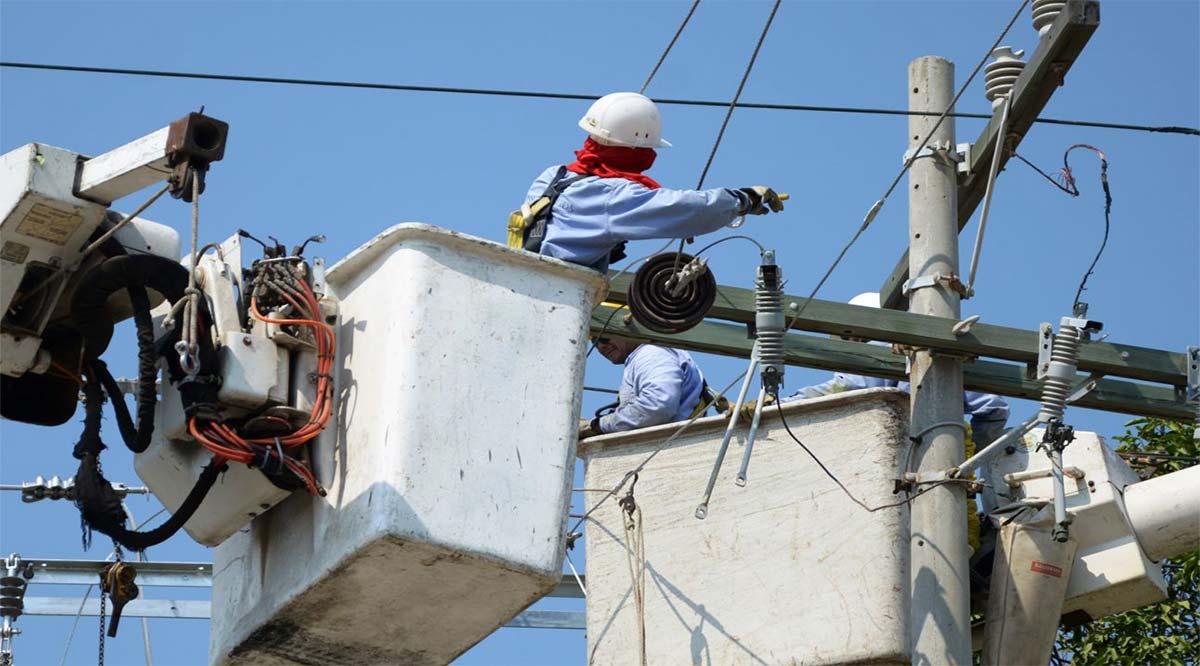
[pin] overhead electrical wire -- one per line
(670, 46)
(589, 97)
(879, 204)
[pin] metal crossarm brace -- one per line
(1006, 379)
(735, 304)
(1044, 72)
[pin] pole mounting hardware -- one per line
(951, 281)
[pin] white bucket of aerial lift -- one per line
(1111, 571)
(45, 227)
(253, 372)
(449, 471)
(785, 570)
(1029, 583)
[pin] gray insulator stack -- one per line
(1060, 377)
(768, 299)
(1002, 73)
(1044, 12)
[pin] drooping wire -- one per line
(580, 96)
(879, 204)
(1066, 183)
(729, 114)
(715, 243)
(670, 46)
(838, 483)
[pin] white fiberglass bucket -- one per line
(785, 570)
(457, 383)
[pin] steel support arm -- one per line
(1045, 71)
(856, 358)
(735, 304)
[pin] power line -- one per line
(543, 95)
(670, 46)
(879, 204)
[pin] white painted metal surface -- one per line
(1110, 573)
(125, 169)
(1029, 583)
(43, 227)
(786, 570)
(1165, 513)
(459, 378)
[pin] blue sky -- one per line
(349, 163)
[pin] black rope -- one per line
(670, 46)
(589, 97)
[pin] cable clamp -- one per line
(911, 480)
(951, 281)
(1193, 373)
(957, 155)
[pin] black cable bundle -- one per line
(100, 507)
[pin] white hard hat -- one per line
(624, 119)
(867, 299)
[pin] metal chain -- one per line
(102, 611)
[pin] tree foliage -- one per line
(1167, 633)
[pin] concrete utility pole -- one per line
(940, 613)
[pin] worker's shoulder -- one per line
(654, 353)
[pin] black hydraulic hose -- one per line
(100, 505)
(136, 438)
(124, 421)
(90, 300)
(143, 540)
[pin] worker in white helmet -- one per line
(585, 210)
(988, 413)
(659, 385)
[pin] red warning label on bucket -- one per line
(1047, 568)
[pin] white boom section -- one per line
(1165, 513)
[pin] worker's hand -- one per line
(748, 408)
(589, 429)
(761, 199)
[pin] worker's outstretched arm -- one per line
(655, 381)
(636, 213)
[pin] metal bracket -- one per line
(949, 281)
(318, 276)
(945, 153)
(1045, 345)
(1193, 373)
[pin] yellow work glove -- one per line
(762, 201)
(747, 412)
(589, 429)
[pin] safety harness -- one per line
(527, 226)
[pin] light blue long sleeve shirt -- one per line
(660, 385)
(593, 215)
(987, 412)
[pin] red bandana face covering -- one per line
(615, 161)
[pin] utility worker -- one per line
(659, 385)
(988, 413)
(583, 211)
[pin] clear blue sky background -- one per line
(349, 163)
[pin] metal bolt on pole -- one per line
(940, 630)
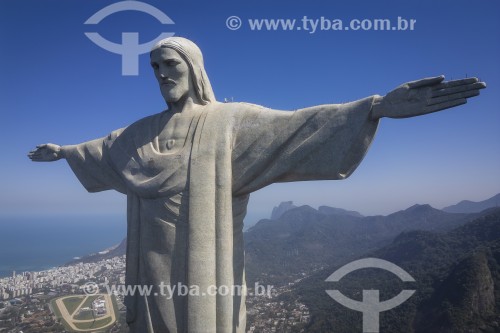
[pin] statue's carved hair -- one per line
(191, 53)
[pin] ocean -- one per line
(38, 243)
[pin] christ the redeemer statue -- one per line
(188, 172)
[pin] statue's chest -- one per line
(175, 134)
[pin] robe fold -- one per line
(185, 209)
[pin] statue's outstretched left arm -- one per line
(425, 96)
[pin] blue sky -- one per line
(57, 86)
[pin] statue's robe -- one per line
(185, 209)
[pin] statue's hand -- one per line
(46, 153)
(425, 96)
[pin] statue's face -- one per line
(172, 73)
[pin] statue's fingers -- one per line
(458, 89)
(430, 81)
(445, 105)
(452, 97)
(455, 83)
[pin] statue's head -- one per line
(179, 69)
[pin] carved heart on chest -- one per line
(170, 144)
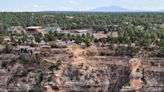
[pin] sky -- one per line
(77, 5)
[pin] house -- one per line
(64, 44)
(36, 29)
(6, 39)
(26, 50)
(45, 47)
(114, 34)
(18, 29)
(81, 31)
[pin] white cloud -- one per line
(72, 2)
(36, 5)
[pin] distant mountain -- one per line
(111, 9)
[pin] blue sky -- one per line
(77, 5)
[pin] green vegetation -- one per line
(8, 48)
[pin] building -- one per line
(26, 50)
(36, 29)
(6, 39)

• • • •

Do this —
Write out the items word for word, beginning at the line that has "[pin] statue's head -- one per line" and continuing through the last line of the items. Leave the pictures out of your answer.

Completed task —
[pin] statue's head -- one per line
(179, 69)
[pin] carved heart on chest -- one per line
(170, 144)
[pin] sky -- one per line
(77, 5)
[pin] house -- one per line
(64, 44)
(36, 29)
(6, 39)
(26, 50)
(45, 47)
(114, 34)
(18, 29)
(81, 31)
[pin] white cloud -- one per line
(72, 2)
(36, 5)
[pin] distant mountain -- one per line
(111, 9)
[pin] blue sky -- one per line
(77, 5)
[pin] green vegetation -- one per line
(8, 48)
[pin] building -- one per line
(26, 50)
(36, 29)
(6, 39)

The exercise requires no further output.